Now that we have the optimal cluster number, we need to assign each trajectory to a cluster. We can initiate Kmeans NANI with the code below. Be sure to set n_clusters equal to value you get if you use your own data.

In [None]:
import os

import numpy as np

from mdance.cluster.nani import KmeansNANI
from mdance import data
from mdance.tools.bts import extended_comparison, calculate_medoid


# System info - EDIT THESE
input_traj_numpy = 'dihedral_angles.npy'
N_atoms = 1
sieve = 1

# K-means params - EDIT THESE
n_clusters = 6
init_type = 'comp_sim'                                              # Default
metric = 'MSD'                                                      # Default
n_structures = 1                                                   # Default
output_dir = 'outputs'                                              # Default


if __name__ == '__main__':
    if not os.path.exists(output_dir):
        os.makedirs(output_dir)

    traj_numpy = np.load(input_traj_numpy)[::sieve]
    mod = KmeansNANI(data=traj_numpy, n_clusters=n_clusters, N_atoms=N_atoms, init_type=init_type, 
                     metric=metric, percentage=10)
    labels, centers, n_iter = mod.execute_kmeans_all()
    sort_labels_by_size = np.argsort(np.bincount(labels))[::-1]
    labels = np.array([np.where(sort_labels_by_size == i)[0][0] for i in labels])
    best_frames = []
    cluster_msd = []

    # Save best frames indices for each cluster
    for i, label in enumerate(np.unique(labels)):
        cluster = np.where(labels == label)[0]
        if len(cluster) > 1:
            medoid_index = calculate_medoid(traj_numpy[cluster], metric=metric, N_atoms=N_atoms)
            medoid = traj_numpy[cluster][medoid_index]
            msd_to_medoid = []
            for j, frame in enumerate(traj_numpy[cluster]):
                msd_to_medoid.append((j, extended_comparison(
                    np.array([frame, medoid]), data_type='full', metric=metric, N_atoms=N_atoms)))
            msd_to_medoid = np.array(msd_to_medoid)
            sorted_indices = np.argsort(msd_to_medoid[:, 1])
            best_n_structures = traj_numpy[cluster][sorted_indices[:n_structures]]
            best_frames.append(best_n_structures)
    
    best_frames_indices = []
    for i, frame in enumerate(traj_numpy):
        i = i * sieve
        for j, cluster in enumerate(best_frames):
            if np.any(np.all(cluster == frame, axis=1)):
                best_frames_indices.append((i, j))
    best_frames_indices = np.array(best_frames_indices)
    best_frames_indices = best_frames_indices[best_frames_indices[:, 1].argsort()]
    np.savetxt(f'{output_dir}/best_frames_indices_{n_clusters}.csv', best_frames_indices, delimiter=',', fmt='%s', 
               header=f'Numer of clusters,{n_clusters}\nFrame Index,Cluster Index')
    
    # Save cluster labels
    with open(f'{output_dir}/labels_{n_clusters}.csv', 'w') as f:
        f.write(f'# init_type: {init_type}, Number of clusters: {n_clusters}\n')

———

Short problem 1:
Copy the records word for word, starting at their first line and ending at the line that contains "311;230;343;399".
The records have no connection to the clustering code above.

———

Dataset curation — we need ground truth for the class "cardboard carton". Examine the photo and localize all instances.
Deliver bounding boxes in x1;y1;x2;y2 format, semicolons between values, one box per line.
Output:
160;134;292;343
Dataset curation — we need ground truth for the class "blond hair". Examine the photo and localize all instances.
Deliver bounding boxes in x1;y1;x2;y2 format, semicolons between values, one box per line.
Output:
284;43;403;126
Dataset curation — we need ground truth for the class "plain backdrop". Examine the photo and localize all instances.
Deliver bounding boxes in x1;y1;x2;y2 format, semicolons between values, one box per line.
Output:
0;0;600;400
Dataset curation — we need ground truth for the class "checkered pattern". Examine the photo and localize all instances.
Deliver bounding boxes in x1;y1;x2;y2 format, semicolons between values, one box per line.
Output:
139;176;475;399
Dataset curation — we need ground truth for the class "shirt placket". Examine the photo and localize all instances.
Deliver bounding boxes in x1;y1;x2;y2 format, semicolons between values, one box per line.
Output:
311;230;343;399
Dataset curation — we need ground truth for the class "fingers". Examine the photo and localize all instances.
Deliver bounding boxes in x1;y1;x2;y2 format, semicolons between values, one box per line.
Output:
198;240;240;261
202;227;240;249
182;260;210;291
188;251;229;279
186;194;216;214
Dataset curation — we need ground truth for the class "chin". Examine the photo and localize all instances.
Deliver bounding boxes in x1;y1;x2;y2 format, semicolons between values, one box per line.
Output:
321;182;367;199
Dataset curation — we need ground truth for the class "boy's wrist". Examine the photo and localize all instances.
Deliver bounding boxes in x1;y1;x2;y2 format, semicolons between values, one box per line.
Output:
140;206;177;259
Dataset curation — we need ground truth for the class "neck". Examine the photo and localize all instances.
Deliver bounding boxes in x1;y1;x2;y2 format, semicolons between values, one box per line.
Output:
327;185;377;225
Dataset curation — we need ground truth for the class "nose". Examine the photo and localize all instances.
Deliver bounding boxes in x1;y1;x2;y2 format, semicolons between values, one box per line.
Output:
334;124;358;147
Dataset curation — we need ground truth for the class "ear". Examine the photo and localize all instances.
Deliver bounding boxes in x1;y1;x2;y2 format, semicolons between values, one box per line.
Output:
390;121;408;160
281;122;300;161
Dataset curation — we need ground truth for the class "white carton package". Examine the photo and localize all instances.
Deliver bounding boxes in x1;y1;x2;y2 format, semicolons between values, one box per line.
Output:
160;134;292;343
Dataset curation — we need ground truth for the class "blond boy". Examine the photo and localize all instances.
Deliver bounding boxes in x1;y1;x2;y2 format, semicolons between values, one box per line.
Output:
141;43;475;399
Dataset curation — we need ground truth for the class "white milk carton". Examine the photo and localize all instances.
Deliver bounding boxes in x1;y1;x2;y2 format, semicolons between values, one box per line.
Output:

———

Short problem 2:
What value is the metric set to by default in the clustering code?

Exercise solution 1:
Dataset curation — we need ground truth for the class "cardboard carton". Examine the photo and localize all instances.
Deliver bounding boxes in x1;y1;x2;y2 format, semicolons between values, one box per line.
Output:
160;134;292;343
Dataset curation — we need ground truth for the class "blond hair". Examine the photo and localize all instances.
Deliver bounding boxes in x1;y1;x2;y2 format, semicolons between values, one box per line.
Output:
284;43;403;126
Dataset curation — we need ground truth for the class "plain backdrop". Examine the photo and localize all instances.
Deliver bounding boxes in x1;y1;x2;y2 format, semicolons between values, one box per line.
Output:
0;0;600;400
Dataset curation — we need ground truth for the class "checkered pattern". Examine the photo and localize all instances.
Deliver bounding boxes in x1;y1;x2;y2 format, semicolons between values, one box per line.
Output:
139;176;475;399
Dataset curation — we need ground truth for the class "shirt placket". Examine the photo and localize all instances.
Deliver bounding boxes in x1;y1;x2;y2 format, semicolons between values, one box per line.
Output:
311;230;343;399

Exercise solution 2:
MSD